> **Consignes à traiter**
A – Reproduisez fidèlement le passage de l'extrait sur Chahrazade allant de « Traumatisme et violence » jusqu'à « de toute maîtrise. » inclus.
B – Dans l'extrait sur Chahrazade, à qui la jeune femme confie-t-elle son projet ?
C – Reprenez l'extrait sur Chahrazade à l'endroit où il s'interrompt et poursuivez-en le texte.
──────── Extrait à lire ────────
La violence et l'invention d'une forme de psychanalyse


Ce texte est, pour une part, une reprise écourtée et remaniée de l'article "Chahrazade et l'invention d'une forme originale de psychanalyse", pour la journée de la femme, le 8 mars 2008.

Les contes des Mille et une nuits constituent un monument inépuisable de culture pour les populations arabes du Moyen Orient. Il semble même qu'un trésor que l'on n'attendait pas y soit caché. Bien avant Freud, au cours du Haut Moyen Âge, nous assistons à l'invention d'une forme de psychanalyse pour traiter les dérives de la violence.

Traumatisme et violence à répétition
Le roi Chahriyâr a été trompé par sa femme. Il ne s'en remet pas. Chaque nuit, il prend une fille du peuple pour dormir avec elle et la tue le lendemain matin. Les matrones se lamentent, tous vivent dans une inquiétude continuelle. Chez le Souverain, le lien qui unit le désir et la violence, soi et l'autre, s'est brusquement effondré sous l'effet du traumatisme. La durée ne trouve plus sa place : l'immédiateté s'impose dans l'assouvissement du désir sexuel et du désir de vengeance. Le roi est sorti du temps pour entrer dans la répétition : répétition des expériences amoureuses, répétition de la violence, en dehors de toute maîtrise.

L'entrée dans la gueule du loup
Il faut arrêter la machine meurtrière pour le bien du peuple et pour le bien du roi lui-même. Chahrazade, la fille du grand vizir, prend le risque insensé d'entrer dans la gueule du loup : elle demande le mariage royal. Devant sa ténacité, le père, habituellement chargé d'exécuter à l'aube les malheureuses partenaires d'une nuit, se fait entremetteur : d'abord étonné et sceptique, le souverain accepte avec joie la proposition. Que le grand vizir lui amène sa fille à la tombée de la nuit !

La femme thérapeute crée un espace entre elle et le roi en racontant des histoires
Profitant du temps qui lui est laissé, Chahrazade appelle sa sœur Dounyazade : elle lui confie son projet. Elle la fera appeler, en fin de nuit, dans la chambre royale : la jeune fille demandera à sa grande sœur de lui raconter des histoires.
──────── Matériel fourni ────────
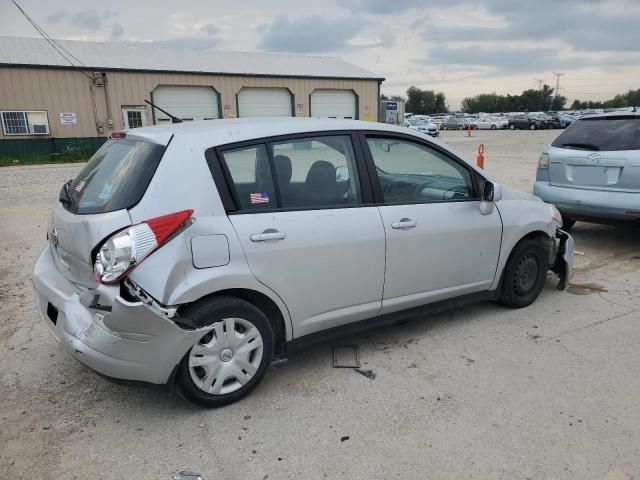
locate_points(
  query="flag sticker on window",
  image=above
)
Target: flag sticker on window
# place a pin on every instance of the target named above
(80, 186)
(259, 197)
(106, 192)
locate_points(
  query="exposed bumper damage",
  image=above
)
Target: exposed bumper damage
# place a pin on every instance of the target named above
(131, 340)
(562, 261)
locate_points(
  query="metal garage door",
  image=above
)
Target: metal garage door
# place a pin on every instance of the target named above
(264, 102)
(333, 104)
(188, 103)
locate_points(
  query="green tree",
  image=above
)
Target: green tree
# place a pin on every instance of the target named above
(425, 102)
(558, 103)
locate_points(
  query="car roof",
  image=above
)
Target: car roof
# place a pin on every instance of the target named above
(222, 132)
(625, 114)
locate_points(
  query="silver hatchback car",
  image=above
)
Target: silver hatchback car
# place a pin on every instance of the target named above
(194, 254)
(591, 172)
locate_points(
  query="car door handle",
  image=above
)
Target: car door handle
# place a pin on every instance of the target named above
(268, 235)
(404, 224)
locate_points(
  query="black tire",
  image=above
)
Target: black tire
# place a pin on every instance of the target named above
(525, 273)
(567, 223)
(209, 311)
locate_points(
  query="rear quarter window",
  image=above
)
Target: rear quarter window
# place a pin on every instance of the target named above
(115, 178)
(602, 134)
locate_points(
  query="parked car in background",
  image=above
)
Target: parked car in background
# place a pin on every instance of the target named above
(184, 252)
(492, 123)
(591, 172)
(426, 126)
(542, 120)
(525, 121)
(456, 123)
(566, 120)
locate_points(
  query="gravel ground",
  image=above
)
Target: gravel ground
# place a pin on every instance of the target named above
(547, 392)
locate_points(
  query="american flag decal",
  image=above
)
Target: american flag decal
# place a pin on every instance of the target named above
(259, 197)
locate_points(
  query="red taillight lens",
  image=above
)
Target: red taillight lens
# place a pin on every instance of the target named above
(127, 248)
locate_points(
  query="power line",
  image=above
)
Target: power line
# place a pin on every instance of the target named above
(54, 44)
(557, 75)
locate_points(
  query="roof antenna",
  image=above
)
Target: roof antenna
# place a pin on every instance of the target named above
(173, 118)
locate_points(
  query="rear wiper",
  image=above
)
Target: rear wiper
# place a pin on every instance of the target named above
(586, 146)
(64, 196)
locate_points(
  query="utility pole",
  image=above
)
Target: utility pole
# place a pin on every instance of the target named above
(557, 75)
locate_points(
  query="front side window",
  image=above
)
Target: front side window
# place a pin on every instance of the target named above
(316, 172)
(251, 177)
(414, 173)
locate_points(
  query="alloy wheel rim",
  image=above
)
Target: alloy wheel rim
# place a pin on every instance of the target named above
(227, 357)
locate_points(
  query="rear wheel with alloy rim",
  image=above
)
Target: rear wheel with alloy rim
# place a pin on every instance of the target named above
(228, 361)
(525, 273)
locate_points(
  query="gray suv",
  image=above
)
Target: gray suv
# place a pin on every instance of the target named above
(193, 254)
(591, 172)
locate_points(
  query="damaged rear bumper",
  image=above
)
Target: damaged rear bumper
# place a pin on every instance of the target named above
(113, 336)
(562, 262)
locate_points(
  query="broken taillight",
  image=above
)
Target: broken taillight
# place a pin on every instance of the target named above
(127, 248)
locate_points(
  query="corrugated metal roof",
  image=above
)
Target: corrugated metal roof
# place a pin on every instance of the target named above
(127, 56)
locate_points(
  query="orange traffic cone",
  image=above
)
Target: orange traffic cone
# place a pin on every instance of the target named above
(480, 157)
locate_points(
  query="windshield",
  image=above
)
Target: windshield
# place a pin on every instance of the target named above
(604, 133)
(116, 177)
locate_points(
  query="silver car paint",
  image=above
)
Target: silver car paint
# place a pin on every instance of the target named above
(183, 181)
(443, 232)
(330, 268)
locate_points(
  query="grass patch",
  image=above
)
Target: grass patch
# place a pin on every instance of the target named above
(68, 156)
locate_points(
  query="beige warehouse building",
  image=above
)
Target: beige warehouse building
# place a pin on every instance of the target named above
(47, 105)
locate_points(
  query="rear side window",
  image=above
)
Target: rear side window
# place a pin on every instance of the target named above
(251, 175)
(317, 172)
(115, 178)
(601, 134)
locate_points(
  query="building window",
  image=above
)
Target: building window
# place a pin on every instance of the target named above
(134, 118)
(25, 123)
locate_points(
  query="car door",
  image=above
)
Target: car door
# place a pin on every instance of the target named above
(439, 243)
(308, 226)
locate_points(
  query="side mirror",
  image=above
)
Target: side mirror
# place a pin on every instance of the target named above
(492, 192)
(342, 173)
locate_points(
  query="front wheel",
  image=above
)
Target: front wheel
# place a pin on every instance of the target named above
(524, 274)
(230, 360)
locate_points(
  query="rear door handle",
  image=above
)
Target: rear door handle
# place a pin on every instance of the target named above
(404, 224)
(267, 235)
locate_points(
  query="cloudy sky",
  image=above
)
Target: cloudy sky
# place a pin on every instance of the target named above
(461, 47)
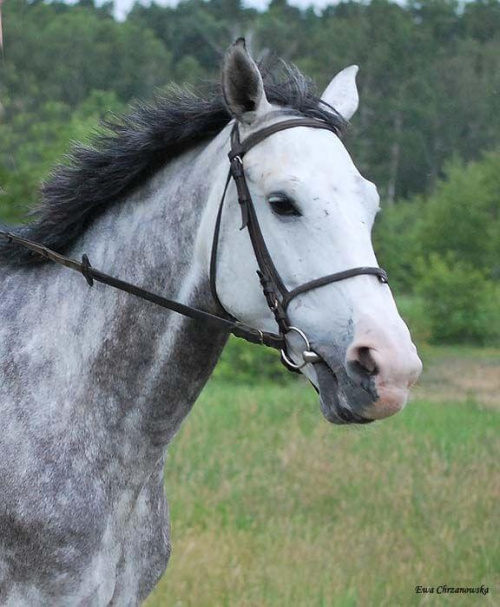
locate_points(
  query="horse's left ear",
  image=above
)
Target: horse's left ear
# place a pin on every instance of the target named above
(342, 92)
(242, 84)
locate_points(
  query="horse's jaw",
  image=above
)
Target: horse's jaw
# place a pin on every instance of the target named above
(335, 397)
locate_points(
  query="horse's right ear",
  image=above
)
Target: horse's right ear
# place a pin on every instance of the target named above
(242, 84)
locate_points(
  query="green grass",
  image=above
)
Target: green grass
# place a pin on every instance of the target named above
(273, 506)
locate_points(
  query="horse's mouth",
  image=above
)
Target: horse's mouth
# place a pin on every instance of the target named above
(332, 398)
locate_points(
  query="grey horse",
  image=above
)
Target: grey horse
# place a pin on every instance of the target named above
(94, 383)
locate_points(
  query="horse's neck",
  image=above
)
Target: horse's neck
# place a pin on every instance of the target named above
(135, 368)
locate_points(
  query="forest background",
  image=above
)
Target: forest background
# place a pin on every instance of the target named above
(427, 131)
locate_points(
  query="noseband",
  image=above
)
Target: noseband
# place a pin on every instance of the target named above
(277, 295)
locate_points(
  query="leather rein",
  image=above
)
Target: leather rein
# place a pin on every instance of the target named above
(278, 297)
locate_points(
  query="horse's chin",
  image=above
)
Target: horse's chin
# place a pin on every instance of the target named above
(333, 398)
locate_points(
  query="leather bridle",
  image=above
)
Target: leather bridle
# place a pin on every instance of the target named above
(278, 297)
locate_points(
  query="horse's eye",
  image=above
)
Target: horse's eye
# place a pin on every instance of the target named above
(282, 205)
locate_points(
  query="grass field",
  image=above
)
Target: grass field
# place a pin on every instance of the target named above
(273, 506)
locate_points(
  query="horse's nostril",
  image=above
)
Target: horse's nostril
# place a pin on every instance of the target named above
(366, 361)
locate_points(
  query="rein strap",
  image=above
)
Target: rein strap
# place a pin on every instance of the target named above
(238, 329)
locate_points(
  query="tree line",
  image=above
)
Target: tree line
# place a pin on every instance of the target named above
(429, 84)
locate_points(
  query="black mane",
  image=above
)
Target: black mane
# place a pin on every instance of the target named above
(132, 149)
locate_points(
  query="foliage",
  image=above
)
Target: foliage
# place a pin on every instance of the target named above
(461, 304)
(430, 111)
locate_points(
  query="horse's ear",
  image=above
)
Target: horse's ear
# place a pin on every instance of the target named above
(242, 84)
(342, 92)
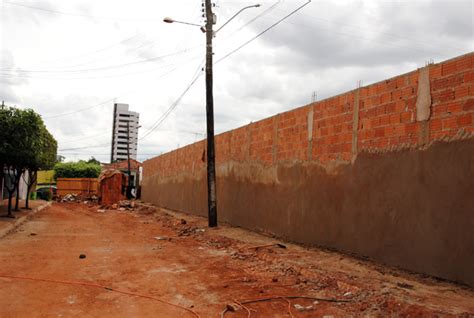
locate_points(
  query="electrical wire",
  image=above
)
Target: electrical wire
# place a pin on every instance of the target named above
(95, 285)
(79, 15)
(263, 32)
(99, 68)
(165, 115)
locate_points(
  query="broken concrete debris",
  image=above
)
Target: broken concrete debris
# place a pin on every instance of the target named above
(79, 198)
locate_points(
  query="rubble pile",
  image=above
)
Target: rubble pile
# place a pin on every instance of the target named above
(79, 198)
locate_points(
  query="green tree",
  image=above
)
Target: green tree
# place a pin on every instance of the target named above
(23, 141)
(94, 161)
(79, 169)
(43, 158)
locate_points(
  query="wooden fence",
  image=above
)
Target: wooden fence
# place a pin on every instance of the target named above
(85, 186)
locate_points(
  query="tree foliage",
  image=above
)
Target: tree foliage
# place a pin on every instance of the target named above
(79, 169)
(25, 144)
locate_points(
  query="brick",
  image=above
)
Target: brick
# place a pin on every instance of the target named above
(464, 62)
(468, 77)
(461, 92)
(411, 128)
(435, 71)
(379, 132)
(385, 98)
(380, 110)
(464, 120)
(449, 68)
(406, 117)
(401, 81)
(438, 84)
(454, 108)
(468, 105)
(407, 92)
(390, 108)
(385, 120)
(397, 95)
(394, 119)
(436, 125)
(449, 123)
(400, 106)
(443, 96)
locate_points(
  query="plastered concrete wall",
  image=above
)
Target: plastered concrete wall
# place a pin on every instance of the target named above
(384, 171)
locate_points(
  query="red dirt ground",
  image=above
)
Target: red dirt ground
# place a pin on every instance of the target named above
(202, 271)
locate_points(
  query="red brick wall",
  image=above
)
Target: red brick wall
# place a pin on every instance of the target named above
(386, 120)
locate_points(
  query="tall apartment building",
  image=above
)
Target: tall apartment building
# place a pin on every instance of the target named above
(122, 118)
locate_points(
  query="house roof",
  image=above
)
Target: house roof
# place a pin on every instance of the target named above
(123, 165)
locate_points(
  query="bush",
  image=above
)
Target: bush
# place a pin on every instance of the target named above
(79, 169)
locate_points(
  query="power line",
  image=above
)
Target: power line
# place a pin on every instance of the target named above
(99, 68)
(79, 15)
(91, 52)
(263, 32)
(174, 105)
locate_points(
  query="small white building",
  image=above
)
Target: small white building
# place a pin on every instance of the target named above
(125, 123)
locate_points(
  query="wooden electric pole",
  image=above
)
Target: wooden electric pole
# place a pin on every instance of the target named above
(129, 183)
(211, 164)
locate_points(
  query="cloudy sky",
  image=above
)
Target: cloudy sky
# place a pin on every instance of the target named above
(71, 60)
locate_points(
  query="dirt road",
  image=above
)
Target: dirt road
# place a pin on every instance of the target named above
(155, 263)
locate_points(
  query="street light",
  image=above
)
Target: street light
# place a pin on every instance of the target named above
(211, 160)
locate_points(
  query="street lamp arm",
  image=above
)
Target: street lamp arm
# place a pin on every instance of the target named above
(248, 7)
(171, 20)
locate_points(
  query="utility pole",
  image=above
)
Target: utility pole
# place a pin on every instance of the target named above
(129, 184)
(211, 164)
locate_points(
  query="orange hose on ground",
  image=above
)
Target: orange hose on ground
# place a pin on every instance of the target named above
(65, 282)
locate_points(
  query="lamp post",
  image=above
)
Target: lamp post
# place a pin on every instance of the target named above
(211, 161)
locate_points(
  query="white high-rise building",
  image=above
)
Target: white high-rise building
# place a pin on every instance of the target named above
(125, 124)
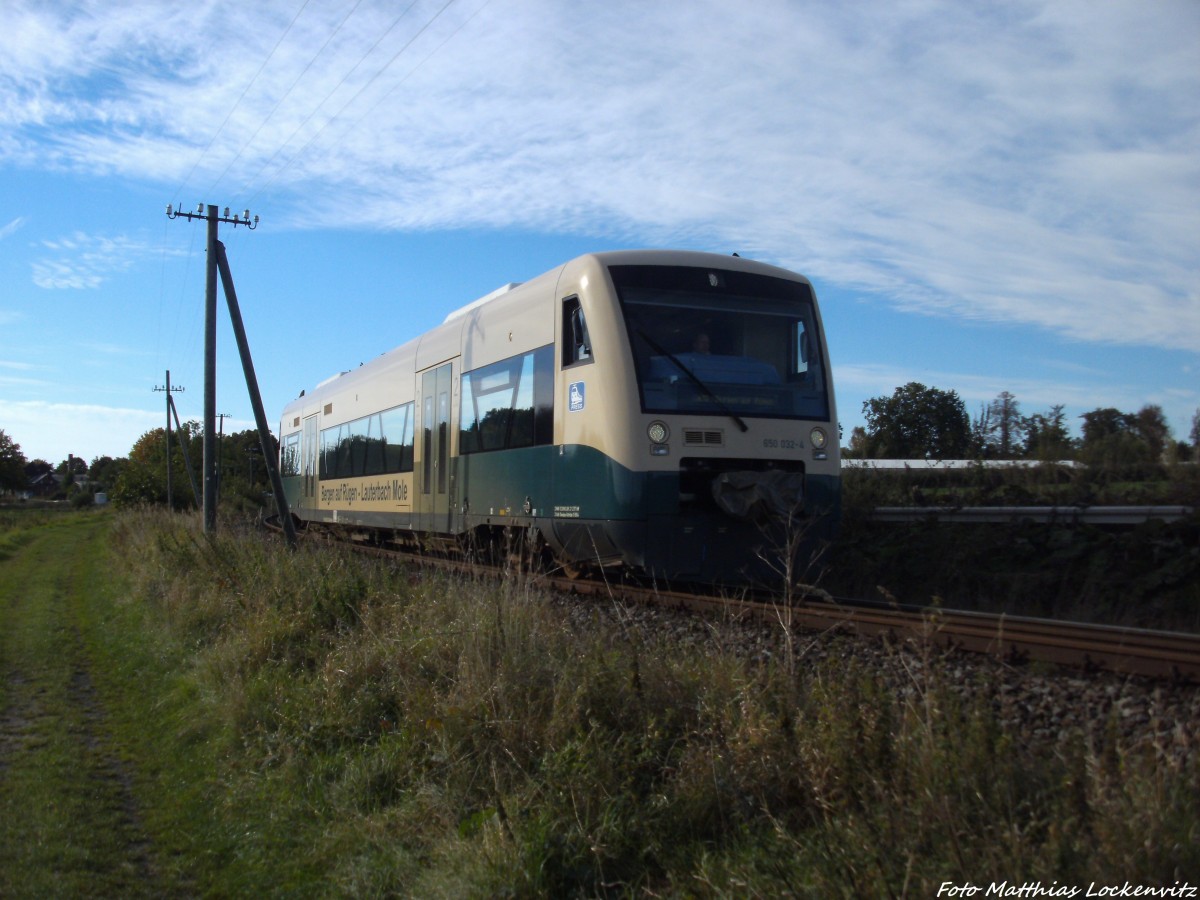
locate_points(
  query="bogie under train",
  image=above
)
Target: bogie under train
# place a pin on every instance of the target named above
────────
> **Réponses par consigne**
A –
Traumatisme et violence à répétition
Le roi Chahriyâr a été trompé par sa femme. Il ne s'en remet pas. Chaque nuit, il prend une fille du peuple pour dormir avec elle et la tue le lendemain matin. Les matrones se lamentent, tous vivent dans une inquiétude continuelle. Chez le Souverain, le lien qui unit le désir et la violence, soi et l'autre, s'est brusquement effondré sous l'effet du traumatisme. La durée ne trouve plus sa place : l'immédiateté s'impose dans l'assouvissement du désir sexuel et du désir de vengeance. Le roi est sorti du temps pour entrer dans la répétition : répétition des expériences amoureuses, répétition de la violence, en dehors de toute maîtrise.

B – À sa sœur Dounyazade.

C –
L'heure venue, le père amène la nouvelle prétendante au palais. Invitée dans la chambre royale, elle pénètre dans le lit de sa Majesté. Mais, après les ébats réussis du couple, elle se met à pleurer. Surpris, le roi lui demande la raison de son chagrin : elle voudrait revoir sa petite sœur avant sa disparition. Aussitôt, un serviteur est envoyé pour ramener Dounyazade. La mission accomplie, la jeune sœur demande à la reine d'une nuit de lui raconter à nouveau les belles histoires, qui ont fait la joie des nombreuses soirées passées. Chahrazade commence le récit d'une grande aventure, mais sans se presser, car elle sait qu'elle doit jouer avec le temps ; elle voudrait le réintroduire dans la vie de son compagnon. Sa blessure ne peut pas guérir en un jour.

L'interruption de l'histoire pour susciter l'écoute du roi et son désir de connaître
L'aube arrive : le récit n'est pas achevé. Et pourtant Chahriyâr doit vaquer à ses occupations. La jeune sœur voudrait entendre la suite de l'histoire. Le roi aussi. Chahrazade promet de reprendre le récit à la fin de la nuit prochaine si son mari lui en laisse le temps. Qu'à cela ne tienne, il remet son exécution à plus tard. Cette interruption délibérée a pour fonction d'ouvrir l'oreille du souverain, qui ne s'écoute plus lui-même, et de susciter son désir de connaître. En face de la violence, il convient de réinvestir le désir, pour qu'il puisse jouer avec elle. Le désir de connaître (l'autre) est en effet la fine pointe du désir lui-même.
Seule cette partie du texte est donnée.